Work order:
In this exercise, reproduce the whole listing exactly.

Source data:
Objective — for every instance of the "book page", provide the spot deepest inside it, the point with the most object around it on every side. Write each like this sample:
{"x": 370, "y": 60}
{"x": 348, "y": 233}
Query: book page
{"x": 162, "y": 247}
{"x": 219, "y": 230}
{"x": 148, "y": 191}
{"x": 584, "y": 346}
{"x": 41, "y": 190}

Exercise solution:
Objective — for every instance of the "book page", provide the spot deepest inside it, the point with the most object around it on every side. Write each like this sample:
{"x": 370, "y": 60}
{"x": 348, "y": 233}
Query: book page
{"x": 162, "y": 247}
{"x": 219, "y": 230}
{"x": 148, "y": 191}
{"x": 584, "y": 346}
{"x": 41, "y": 190}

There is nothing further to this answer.